**Short task**
In the Hotshot header thread, what do the local rally rules forbid a driver from doing during the season?

**Excerpt provided**
-=-=-

# Hot Shot Header, does it really work?



## Guest (Nov 21, 2002)

Hi everyone.

I have a P11 (primera) with SR20DE engine running in my local rally competition.

One of the mods that I made was a Hotshot Header from JWT, but I haven't noticed the power gain they offered. There's no catalitic converter an no muffler thru the exhaust pipe.

I also own a P11 not for rally competition but with some mods. Local made header, catalitic converter but no resonators, Stillen Muffler. My feeling is that my street car rides better than the rally car, but when I purchased the hotshot header I thought it'll be better. I can't switch headers because the local rally competition norms don't allow you to (If you started with one kind of header you can not change it during the season).

Does anyone have the same hotshot header?

Does it work?


----------



## AZ_TURBOSE (Oct 22, 2002)

JWT buys headers that Hotshot produces. JWT Hotshot and Hotshot Hotshot are the same thing.


----------



## Guest (Nov 22, 2002)

Of course I know, what's your point by telling me that.


----------



## andre (Apr 30, 2002)

I have the Hotshot header, and it definitely does work for me. I dont know what's wrong with yours....sorry.


----------



## analitis (Nov 22, 2002)

*HEADERS*

I cant answer if hotshot headers works or not but i will tell you some facts.
my first sr20 motor used to have a custom made 4-1 header like auebs, excaust, no cat, and worked great. then i bought the s4 cams from jwt and with a custon ECU the car felt stronger than ever.
but in a mountain, i broke my 4-1 one custom header in a rock, and i decided to buy tha last generation headers from hotshot(summer 2001). when i installed them in my car , i noticed a decrease in power, in WOT and i was very dissapointed due to the good opinions i had heard about hotshot. I then made a custom 4-1 header in the same store as previus and the car felt very strong again. so with no cat, cams and ecu the hotshot headers didnt work for me.
8 months ago , i bought a NX2000 and i put a CAI, and after that i installed the hotshot headers living the cat in place.i noticed a great increase in power, which i didnt feel with my previus car in stock form with 4-1 headers.
my opinion is 
1) maybe the hotshot headers needs a cat to work properly.
2) adding mods to your car like s4 cams, ECU etc, increase the exaust gasses so much, that hotshot headers cant handle and become a decrease in power cause the gauses return back.
3) the ecu learned that you have a 4-1 header shape and works accordingly, even now you changed the old 4-1 shape with hotshot headers( 4-2-1) and that means a decrease in power.

if you find out what is going on please e-mail me back or post it cause i will soon add the S4 and ECU to my NX and hate the idea of not working properly due to headers.


GEO


----------



## Geo (Apr 30, 2002)

Butt dynos are pretty unreliable.


----------



## analitis (Nov 22, 2002)

*butt dynos*

i agree with you 100%. I am the first who asks about dyno measurements for everything. In this particular situation i havent a dyno to prove, but i tested the car many times taking measurements for 3,4,5 gear at WOT in the same road, same temp,same weight(my cousin) and appart from the "BUTT" dyno which i tottaly agree its not accurate, the clock times gave the same results, about the comparison of 4-1 headers vs hotshot last gen with the certain mods(CAI, EXCAUST, NO CAT, JWT S4, MODERATED ECU WHICH CRIS PRONIOS MENTIONED IN ANOTHER TREAD).

-=-=-

**Data segment**
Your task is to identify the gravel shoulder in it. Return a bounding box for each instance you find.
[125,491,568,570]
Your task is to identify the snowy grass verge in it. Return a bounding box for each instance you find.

-=-=-

**Solution to the problem**
Switching to a different kind of header after starting the season with one.